> _Exercise aim_: Please reproduce the part of the passage on additively manufactured specimens that opens with "The laser powder" and closes with "the unused powder.", copying it word for word.

In this study, low cycle fatigue tests under non-proportional multiaxial loading were conducted by means of additively manufactured specimen. In addition, the fracture mechanism of AM components with defects was investigated by the fracture surface observation. Then, the factor of the decrease in fatigue strength was discussed focusing on internal defects, that have hardly been clarified in the previous study [1].
The laser powder bed fusion (L-PBF) is the most employed technique for fabrication of additively manufactured components. The steps of the fabrication technique are represented schematically in Figure 1 [19], and manufacturing processes are shown below: 1. Layer of powdered material is applied to building platform; 2. Powdered material is solidified into a cross-section of a 3D model with laser; 3. Building platform is lowered. The next layer of powder is applied; 4. The process repeats itself until the creation of the part is complete; 5. The part is removed from the unused powder.
As the advantages, L-PBF can economically fabricate ideal parts with complex geometries in a rapid design to manufacturing cycle. However, as the disadvantages, the components fabricated by L-PBF have voids, residual stresses and surface roughness due to the influence of different process parameters. For the improvement, performing HIP and sandpapering can remove voids and surface roughness, respectively. Thus, fatigue strength of AM components can be improved.

> _Supplied material_:
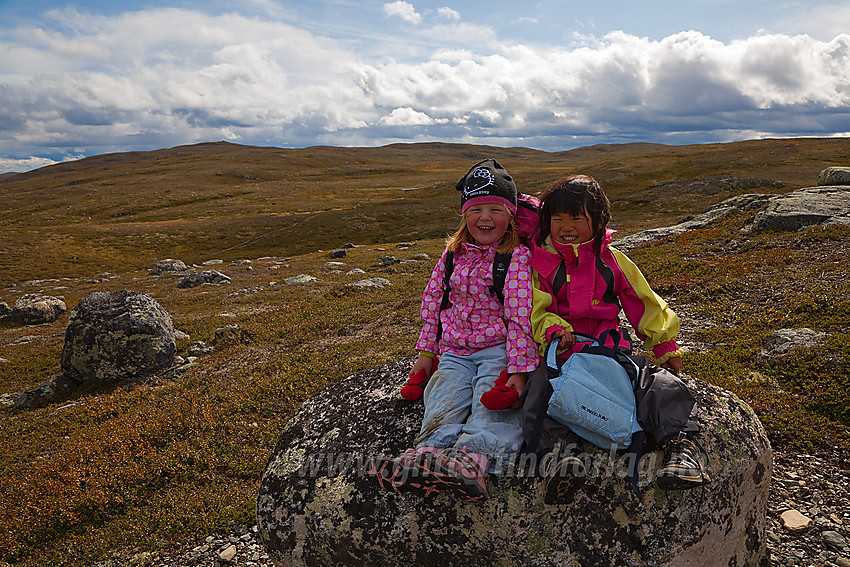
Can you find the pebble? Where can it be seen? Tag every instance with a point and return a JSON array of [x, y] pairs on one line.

> _Reply_:
The laser powder bed fusion (L-PBF) is the most employed technique for fabrication of additively manufactured components. The steps of the fabrication technique are represented schematically in Figure 1 [19], and manufacturing processes are shown below: 1. Layer of powdered material is applied to building platform; 2. Powdered material is solidified into a cross-section of a 3D model with laser; 3. Building platform is lowered. The next layer of powder is applied; 4. The process repeats itself until the creation of the part is complete; 5. The part is removed from the unused powder.